Hai orang-orang yang beriman, peliharalah dirimu dan keluargamu dari api neraka yang bahan bakarnya adalah manusia dan batu"(QS.At-Tahrim(66):6)
Libur, terutama bagi anak-anak pasti amat dinantikan kehadirannya. Karena dengan adanya libur berarti mereka bisa santai, tidak perlu dikejar-kejar bangun pagi hari, pergi sekolah dan mengerjakan berbagai tugas sekolah.
Apalagi yang namanya liburan panjang, liburan Lebaran misalnya. Bagi sebagian besar masyarakat Indonesia liburan ini biasanya digunakan untuk pulang kampung, bersilaturahmi dan bermaaf-maafan dengan keluarga besar. Tempat-tempat hiburan dan obyek wisatapun biasanya menjadi ramai bukan kepalang.
Demikian pula dengan kami sekeluarga. Beberapa hari setelah hari Raya Iedul Fitri kamipun pergi meninggalkan kota untuk berlibur ke Jawa Timur. Tujuan utama kami adalah gunung Bromo.
Dengan menumpang pesawat kami berempat menuju Surabaya. Dari airport kami langsung menuju pulau Madura untuk melihat jembatan yang menghubungkan ke dua pulau tersebut. Namun sebelumnya kami sempat menengok masjid Jami’ Sunan Ampel yang terkenal itu.
Masjid ini didirikan oleh Raden Ahmad Rahmatullah, nama asli Sunan Ampel, pada tahun 1481 M. Menurut supir sekaligus guide yang mendampingi kami, masjid yang terletak di tengah perkampungan Arab ini telah lama menjadi salah satu daya tarik wisata religius.
Masjid yang memiliki gaya arsitektur khas jawa ini hingga saat ini masih terlihat terawat dengan baik. Bangunan ini sengaja dibangun dengan 5 pintu masuk dan diberi nama sesuai dengan rukun Islam. Yaitu pintu Syahadat, pintu Shalat, pintu Zakat, pintu Puasa dan pintu Haji.
Yang menarik, jalan menuju pintu Haji yang sengaja dibuat meniru Pasar Seng, di Mekah. Jadi memang tidak salah ketika saya berkomentar « Koq serasa di Pasar Seng ya « , sebelum saya diberi tahu bahwa itu adalah Pintu Haji. J .. ada-ada saja .. Sayangnya, Pasar Seng sekarang sudah dibongkar.

◆ **YANG HARUS DIKERJAKAN**:
a: Ubah paragraf dalam teks catatan liburan yang diawali "Masjid yang memiliki gaya arsitektur khas jawa" menjadi daftar butir yang memuat fakta-fakta pokoknya.
b: Salin kata demi kata bagian teks catatan liburan mulai dari "Masjid yang memiliki" sampai dengan "sekarang sudah dibongkar.", termasuk kedua bagian tersebut.
c: Teruskan teks catatan liburan ke Jawa Timur, dimulai sesudah kalimat terakhirnya.

◆ **DATA TERCATAT**:
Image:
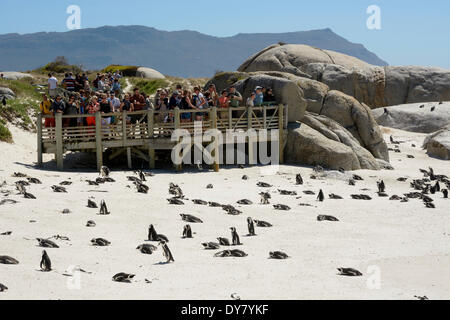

◆ **DAFTAR JAWABAN**:
a:
- Masjid ini bergaya arsitektur khas Jawa dan hingga kini masih terawat dengan baik.
- Bangunannya sengaja dibuat dengan 5 pintu masuk yang dinamai sesuai rukun Islam.
- Kelima pintu itu adalah pintu Syahadat, pintu Shalat, pintu Zakat, pintu Puasa, dan pintu Haji.

b:
Masjid yang memiliki gaya arsitektur khas jawa ini hingga saat ini masih terlihat terawat dengan baik. Bangunan ini sengaja dibangun dengan 5 pintu masuk dan diberi nama sesuai dengan rukun Islam. Yaitu pintu Syahadat, pintu Shalat, pintu Zakat, pintu Puasa dan pintu Haji.
Yang menarik, jalan menuju pintu Haji yang sengaja dibuat meniru Pasar Seng, di Mekah. Jadi memang tidak salah ketika saya berkomentar « Koq serasa di Pasar Seng ya « , sebelum saya diberi tahu bahwa itu adalah Pintu Haji. J .. ada-ada saja .. Sayangnya, Pasar Seng sekarang sudah dibongkar.

c:
Sementara itu di sebelah Barat masjid berdiri kompleks pemakaman yang lumayan luas. Ternyata salah satu makam tersebut adalah makam sang pendiri masjid. Untuk memasuki wilayah yang dibatasi pagar besi ini para pengunjung diharuskan menanggalkan sandal/sepatu. Dari balik pagar ini tampak banyak orang sedang berkumpul dan berzikir bersama. L ..
Tiba-tiba saya teringat pada sebuah artikel yang pernah saya baca beberapa waktu lalu. Ketika itu para wali sedang membahas bagaimana caranya mengajarkan Islam ke masyarakat Jawa yang waktu itu memang belum mengenal ajaran Islam. Sunan Kalijagapun mengusulkan agar adat istiadat Jawa seperti selamatan, bersesaji, seni wayang dll yang sejak lama telah menjadi kebiasaan masyarakat dimasuki rasa ke-Islam-an saja.
“Apakah tidak mengkhawatirkan dikemudian hari ? Bahwa adat isitadat dan upacara-upacara lama itu nanti akan dianggap sebagai ajaran Islam, sebab kalau demikian nanti apakah hal ini tidak akan menjadikan bid’ah?”, tanggap Sunan Ampel terhadap usulan itu, ragu.
Sunan Kuduspun menjawab : “Saya setuju dengan pendapat Sunan Kalijaga, sebab menurut pelajaran agama Budha itu ada persamaannya dengan ajaran Islam, yaitu orang kaya harus menolong kepada fakir miskin. Adapun mengenai kekhawatiran tuan, saya mempunyai keyakinan bahwa dikemudian hari akan ada orang Islam yang akan menyempurnakannya”.
Jadi …. ??
Hal lain yang juga tak kalah menarik. Sejarah mencatat, Sunan Ampel adalah putra raja kerajaan Islam Champa, yang merupakan keturunan bangsa Han/Tionghoa dan bangsa Samarkand di Asia Tengah.
Sebuah pelajaran, bahwa Islam ternyata telah masuk daratan Cina sejak lama. Menurut catatan, delegasi pertama yang datang ke negri tirai bambu ini terjadi pada tahun ke 29 hijriyah. Utusan itu datang di bawah pimpinan Saad bin Abi Waqash. Beliau diutus khalifah ke 3 Utsman bin Affan untuk menemui kaisar Cina, Yung Wei agar memeluk Islam. Namun demikian hubungan kedua negara besar ini sebelumnya telah terjalin erat yaitu melalui jalur perdagangan.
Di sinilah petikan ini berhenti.